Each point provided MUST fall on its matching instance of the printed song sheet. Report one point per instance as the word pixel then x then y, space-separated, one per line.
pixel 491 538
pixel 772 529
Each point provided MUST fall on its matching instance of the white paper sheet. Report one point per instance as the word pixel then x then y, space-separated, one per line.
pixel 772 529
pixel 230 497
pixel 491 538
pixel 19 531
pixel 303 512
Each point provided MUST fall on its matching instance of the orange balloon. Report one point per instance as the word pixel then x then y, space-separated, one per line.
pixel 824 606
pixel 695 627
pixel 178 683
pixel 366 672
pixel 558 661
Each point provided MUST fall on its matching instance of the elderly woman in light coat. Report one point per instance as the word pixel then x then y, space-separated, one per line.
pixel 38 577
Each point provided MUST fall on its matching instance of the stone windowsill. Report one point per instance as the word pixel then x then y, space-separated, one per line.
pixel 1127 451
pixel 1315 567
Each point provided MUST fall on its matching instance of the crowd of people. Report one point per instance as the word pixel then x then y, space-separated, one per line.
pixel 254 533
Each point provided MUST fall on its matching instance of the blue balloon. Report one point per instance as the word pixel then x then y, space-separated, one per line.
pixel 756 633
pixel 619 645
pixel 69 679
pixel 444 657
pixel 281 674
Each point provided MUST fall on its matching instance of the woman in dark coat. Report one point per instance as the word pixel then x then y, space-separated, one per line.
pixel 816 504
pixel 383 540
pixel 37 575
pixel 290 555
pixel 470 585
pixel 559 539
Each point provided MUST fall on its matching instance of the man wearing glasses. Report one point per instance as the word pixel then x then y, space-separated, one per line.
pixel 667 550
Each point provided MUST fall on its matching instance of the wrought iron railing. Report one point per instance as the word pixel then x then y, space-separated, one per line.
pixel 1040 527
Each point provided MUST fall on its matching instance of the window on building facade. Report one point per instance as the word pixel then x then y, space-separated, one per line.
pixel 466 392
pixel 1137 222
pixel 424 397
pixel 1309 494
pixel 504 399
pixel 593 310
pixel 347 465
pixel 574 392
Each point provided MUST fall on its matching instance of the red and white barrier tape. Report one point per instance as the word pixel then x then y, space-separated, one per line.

________________________

### What is being asked
Put the stretch from the start of the records through the line containing "pixel 1315 567" into a Markdown table with the columns Row and Line, giving each line a row number and leaving out any blank lines.

### Exercise output
| Row | Line |
|---|---|
| 1 | Each point provided MUST fall on its matching instance of the printed song sheet. Report one point per instance as the word pixel then x then y, space-separated, one per line. |
| 2 | pixel 491 538 |
| 3 | pixel 772 529 |
| 4 | Each point provided MUST fall on its matching instance of the white paper sheet. Report one point per instance as the word pixel then x then y, space-separated, one per line. |
| 5 | pixel 772 529 |
| 6 | pixel 230 497 |
| 7 | pixel 491 538 |
| 8 | pixel 19 531 |
| 9 | pixel 303 512 |
| 10 | Each point provided MUST fall on its matching instance of the orange balloon. Report one point per instance as the word pixel then x then y, space-separated, one per line. |
| 11 | pixel 824 606 |
| 12 | pixel 695 627 |
| 13 | pixel 178 683 |
| 14 | pixel 366 672 |
| 15 | pixel 558 661 |
| 16 | Each point provided MUST fall on its matching instance of the elderly woman in light coat. Report one point per instance as the word pixel then x then y, space-separated, one per line. |
| 17 | pixel 38 577 |
| 18 | Each point provided MUST fall on its matching instance of the stone windowsill. Report one point per instance as the word pixel then x then y, space-separated, one per line. |
| 19 | pixel 1127 451 |
| 20 | pixel 1315 567 |